What is expected => Print the whole listing again exactly as it stands, leaving out any images.

Input records =>
== == ==

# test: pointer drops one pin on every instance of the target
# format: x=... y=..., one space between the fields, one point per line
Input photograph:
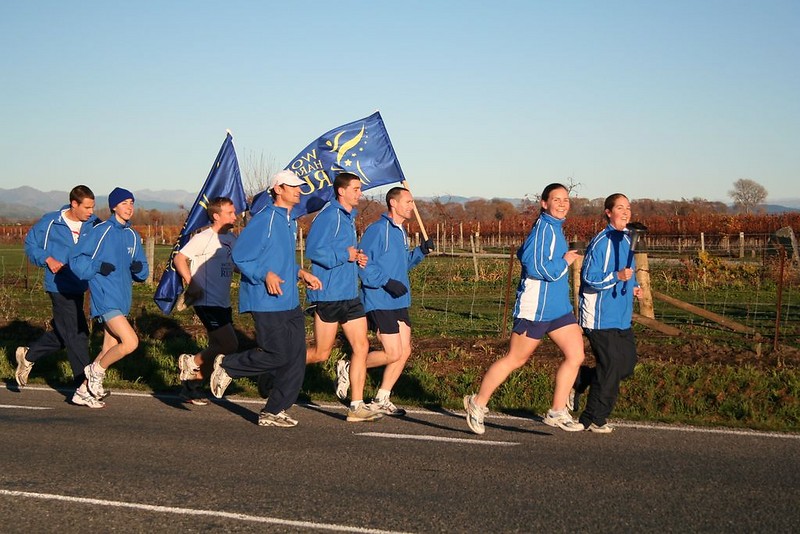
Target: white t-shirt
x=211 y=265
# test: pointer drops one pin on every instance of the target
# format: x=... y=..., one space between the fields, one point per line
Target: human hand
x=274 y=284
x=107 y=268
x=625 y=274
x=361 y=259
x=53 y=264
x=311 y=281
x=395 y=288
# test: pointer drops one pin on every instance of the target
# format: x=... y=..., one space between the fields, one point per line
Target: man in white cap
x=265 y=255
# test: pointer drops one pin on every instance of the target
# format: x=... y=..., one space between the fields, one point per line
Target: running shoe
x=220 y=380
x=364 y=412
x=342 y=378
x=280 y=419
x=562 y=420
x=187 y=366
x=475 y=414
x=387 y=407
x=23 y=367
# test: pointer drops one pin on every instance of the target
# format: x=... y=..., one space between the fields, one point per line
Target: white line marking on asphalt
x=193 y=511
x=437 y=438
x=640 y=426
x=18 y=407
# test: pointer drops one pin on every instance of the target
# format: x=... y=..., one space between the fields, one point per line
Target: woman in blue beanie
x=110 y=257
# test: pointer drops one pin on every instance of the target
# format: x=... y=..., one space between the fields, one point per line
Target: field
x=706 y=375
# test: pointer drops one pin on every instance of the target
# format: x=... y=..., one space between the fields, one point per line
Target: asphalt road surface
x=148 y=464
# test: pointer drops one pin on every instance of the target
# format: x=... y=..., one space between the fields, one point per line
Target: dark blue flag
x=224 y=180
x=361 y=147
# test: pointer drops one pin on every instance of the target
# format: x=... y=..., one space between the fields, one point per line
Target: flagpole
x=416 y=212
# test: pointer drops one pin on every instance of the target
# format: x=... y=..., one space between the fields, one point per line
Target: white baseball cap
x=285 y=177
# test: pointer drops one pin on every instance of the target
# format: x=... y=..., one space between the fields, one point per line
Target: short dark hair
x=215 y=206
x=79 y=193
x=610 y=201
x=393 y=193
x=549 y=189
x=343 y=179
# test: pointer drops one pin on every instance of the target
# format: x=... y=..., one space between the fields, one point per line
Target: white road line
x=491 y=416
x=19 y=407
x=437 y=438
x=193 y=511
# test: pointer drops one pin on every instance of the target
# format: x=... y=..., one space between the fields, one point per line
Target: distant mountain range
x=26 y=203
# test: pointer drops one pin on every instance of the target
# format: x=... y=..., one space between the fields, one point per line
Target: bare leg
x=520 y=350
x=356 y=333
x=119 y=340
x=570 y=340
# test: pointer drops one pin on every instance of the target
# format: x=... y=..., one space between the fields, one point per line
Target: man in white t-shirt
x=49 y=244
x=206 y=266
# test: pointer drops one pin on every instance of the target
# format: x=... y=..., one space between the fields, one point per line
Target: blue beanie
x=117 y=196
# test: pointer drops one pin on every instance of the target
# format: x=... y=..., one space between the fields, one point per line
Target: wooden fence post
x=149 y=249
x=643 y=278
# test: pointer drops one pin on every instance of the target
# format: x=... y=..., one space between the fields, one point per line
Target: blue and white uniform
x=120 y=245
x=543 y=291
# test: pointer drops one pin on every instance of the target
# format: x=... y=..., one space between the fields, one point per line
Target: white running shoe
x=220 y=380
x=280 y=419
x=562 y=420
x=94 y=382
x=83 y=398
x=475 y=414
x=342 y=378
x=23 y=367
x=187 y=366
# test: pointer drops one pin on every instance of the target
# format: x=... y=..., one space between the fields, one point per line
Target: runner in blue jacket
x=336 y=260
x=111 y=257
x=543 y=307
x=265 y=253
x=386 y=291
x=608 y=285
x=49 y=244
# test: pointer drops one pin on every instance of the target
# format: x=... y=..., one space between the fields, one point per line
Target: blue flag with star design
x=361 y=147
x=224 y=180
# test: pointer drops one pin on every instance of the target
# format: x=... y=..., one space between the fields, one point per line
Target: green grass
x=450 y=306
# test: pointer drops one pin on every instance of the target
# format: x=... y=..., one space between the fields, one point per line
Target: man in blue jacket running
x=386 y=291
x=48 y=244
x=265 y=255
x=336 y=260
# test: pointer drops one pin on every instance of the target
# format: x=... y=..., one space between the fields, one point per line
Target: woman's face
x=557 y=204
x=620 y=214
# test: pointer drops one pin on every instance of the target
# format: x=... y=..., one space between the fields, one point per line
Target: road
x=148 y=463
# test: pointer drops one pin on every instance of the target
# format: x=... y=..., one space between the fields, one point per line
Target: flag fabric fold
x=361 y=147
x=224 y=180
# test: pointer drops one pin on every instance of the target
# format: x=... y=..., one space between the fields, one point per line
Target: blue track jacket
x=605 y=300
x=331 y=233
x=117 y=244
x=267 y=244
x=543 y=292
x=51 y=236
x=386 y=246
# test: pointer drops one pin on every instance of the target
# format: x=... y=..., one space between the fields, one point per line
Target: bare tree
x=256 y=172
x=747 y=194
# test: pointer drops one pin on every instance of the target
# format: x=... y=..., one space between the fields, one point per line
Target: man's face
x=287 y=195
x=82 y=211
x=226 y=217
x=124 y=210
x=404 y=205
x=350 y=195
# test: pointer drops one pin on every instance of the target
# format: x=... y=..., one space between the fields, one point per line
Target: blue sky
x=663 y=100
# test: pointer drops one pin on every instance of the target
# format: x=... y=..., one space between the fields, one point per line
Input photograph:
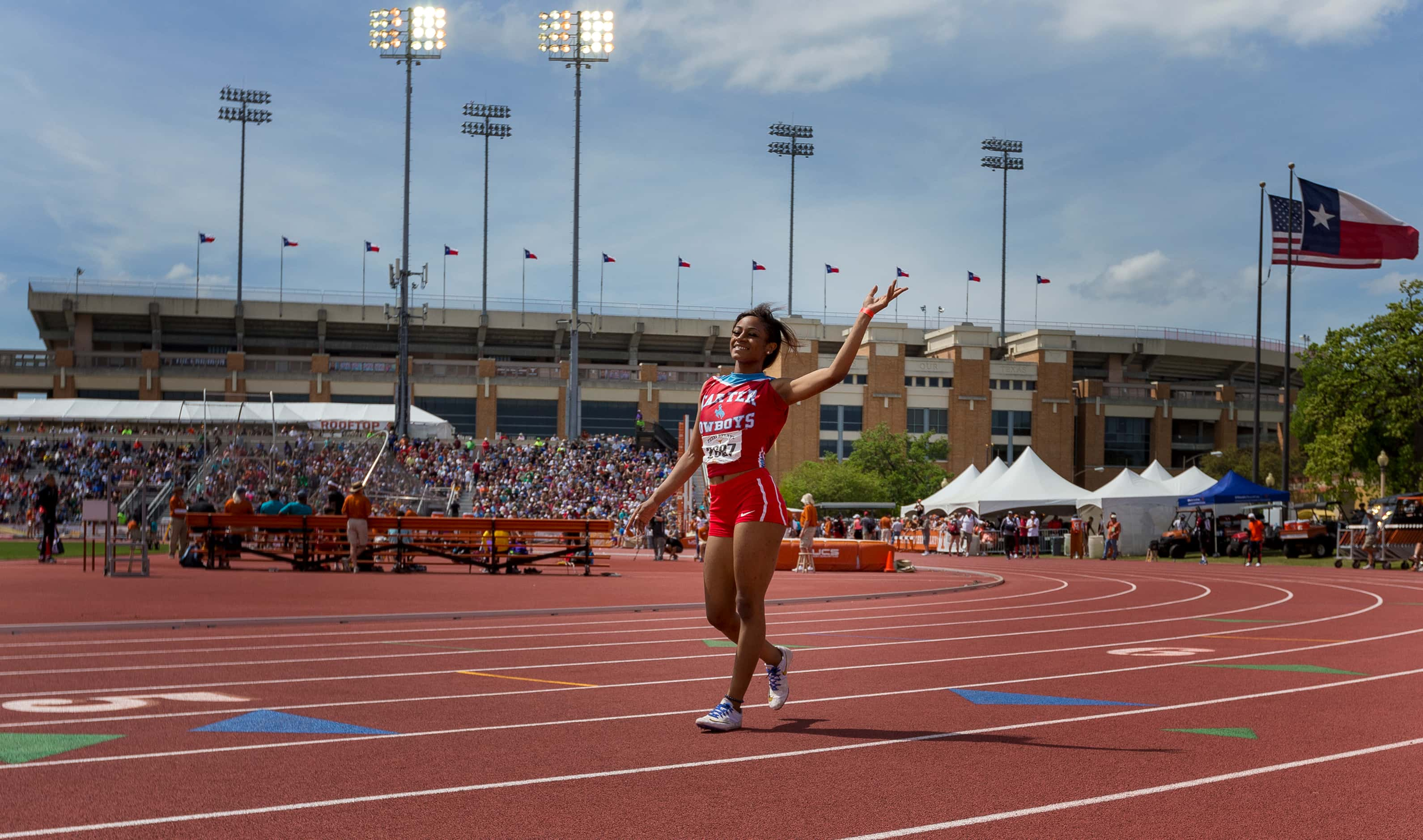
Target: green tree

== == ==

Answer to the problem =>
# test: pointer drops one pin on every instance of the target
# format: x=... y=..., one space between the fields, one point per line
Input photograph:
Target: white t-shirt
x=211 y=265
# test: pointer drops one pin on every instance of the target
# format: x=... y=..., one space between the fields, one point per line
Target: human hand
x=274 y=284
x=107 y=268
x=625 y=274
x=361 y=259
x=53 y=264
x=311 y=281
x=395 y=288
# test: pointer drops one pin on every instance of the target
# format: x=... y=..., one space between the fields, one point per line
Target: man in white cap
x=265 y=255
# test: pointer drops one pin on every instance of the target
# format: x=... y=..., one space between the fields, one point per line
Target: running shoe
x=220 y=380
x=364 y=412
x=342 y=378
x=280 y=419
x=562 y=420
x=187 y=366
x=475 y=414
x=387 y=407
x=23 y=367
# test: pointer drops one pin on every instance of the target
# format: x=... y=..., one space between the fields, one point per line
Target: white line marking on asphalt
x=193 y=511
x=437 y=438
x=640 y=426
x=18 y=407
# test: pointer drops one pin on every instance of the target
# format: x=... y=..., one space between the fields, one point per line
Target: woman in blue beanie
x=110 y=257
# test: pointer drops one pin on every instance of the target
# format: x=... y=..., one space between the fields, one point per line
Target: field
x=706 y=375
# test: pointer drops one pin on every instance of the target
# format: x=... y=..., one space between the fields, one point per line
Target: asphalt road surface
x=148 y=464
# test: pointer drops one pin on every instance of the target
# format: x=... y=..., one space between the fields, one point per line
Target: dark blue flag
x=224 y=180
x=361 y=147
# test: pointer drops one pin on every instance of the target
# format: x=... y=..., one space between the fields, one point per line
Target: flagpole
x=416 y=212
# test: pointer drops one pin on every instance of the target
# format: x=... y=..., one space between the fields, one point per line
Target: white baseball cap
x=285 y=177
# test: pointer drops one pin on every instance of the target
# format: x=... y=..., one space between the fields, one point per line
Target: short dark hair
x=215 y=206
x=79 y=193
x=610 y=201
x=393 y=193
x=549 y=189
x=343 y=179
# test: pointer drops one pin on every instance of the target
# format: x=... y=..., one space between the fields, one point per line
Target: white road line
x=491 y=416
x=19 y=407
x=437 y=438
x=193 y=511
# test: pointer drops one pin on every instance of the target
# format: x=... y=..., one space between the fields, one point per line
Target: distant mountain range
x=26 y=203
# test: pointer drops one pin on every instance of the target
# format: x=... y=..., one space between the fields, one point per line
Target: bare leg
x=520 y=350
x=356 y=333
x=119 y=340
x=570 y=340
# test: pointer drops one pin on every instance of the target
# format: x=... y=..., one space between the fields, one point per line
Target: man in white t-shirt
x=49 y=244
x=206 y=266
# test: pointer drops one pin on every instance of the target
# format: x=... y=..., one space between the fields, one point per line
Target: blue beanie
x=117 y=196
# test: pointer drops one pin on every instance of the target
# format: x=... y=..., one space between the fields, one point per line
Target: wooden fence post
x=149 y=249
x=643 y=278
# test: pointer drops one pin on every instance of the target
# format: x=... y=..., one space between the fields, one point per line
Target: blue and white uniform
x=120 y=245
x=543 y=291
# test: pointer drops one pin on every instance of the target
# format: x=... y=..., one space between the fields, one point per line
Target: white running shoe
x=220 y=380
x=280 y=419
x=562 y=420
x=94 y=382
x=83 y=398
x=475 y=414
x=342 y=378
x=23 y=367
x=187 y=366
# test: pointer drops one pin on every instance of the target
# format: x=... y=..., one space between the fields, one point per line
Target: runner in blue jacket
x=336 y=260
x=111 y=257
x=543 y=307
x=265 y=253
x=386 y=291
x=608 y=285
x=49 y=244
# test: pointer drops one pin on every instance of the target
# format: x=... y=..., one space between the fields, one point per line
Target: blue flag with star design
x=361 y=147
x=224 y=180
# test: pointer drops one pin on every instance of the target
# format: x=... y=..., one space between the fields, one point per line
Target: green grass
x=450 y=306
# test: pointer drops one pin on every instance of the target
# format: x=... y=..., one space between the fields, one point per line
Target: man in blue jacket running
x=386 y=291
x=48 y=244
x=265 y=255
x=336 y=260
# test: pointer drops one pin on every instance of the target
# format: x=... y=..., one space between the fields, one point per line
Target: woman's face
x=557 y=204
x=620 y=214
# test: pointer drops one pin on every instance of the target
# format: x=... y=..., one space between the fields, one point per line
Target: road
x=148 y=463
# test: pointer drops one pin on every instance of the target
# format: x=... y=..., one space between the fields, one point per line
Target: flag fabric fold
x=361 y=147
x=224 y=180
# test: pointer drops one pin on every instance of the target
# format: x=... y=..., one space between the fields, one point per line
Target: blue track jacket
x=605 y=300
x=331 y=233
x=117 y=244
x=267 y=244
x=543 y=292
x=51 y=236
x=386 y=246
# test: pointer drops one pin on every instance of the target
# format: x=... y=..., one space between the fields, one point per line
Target: bare tree
x=256 y=172
x=747 y=194
# test: pointer drops one pin on every instance of the target
# format: x=... y=..., one space between the fields, one point per line
Target: man's face
x=287 y=195
x=82 y=211
x=226 y=217
x=124 y=210
x=404 y=205
x=350 y=195
# test: pointer drops one pin on every instance of the target
# format: x=... y=..., one space between the fields, one point per line
Target: blue sky
x=663 y=100
# test: pointer drops one pin on every instance of the target
# format: x=... y=..., one space between the fields, one point per line
Input photograph:
Target: green tree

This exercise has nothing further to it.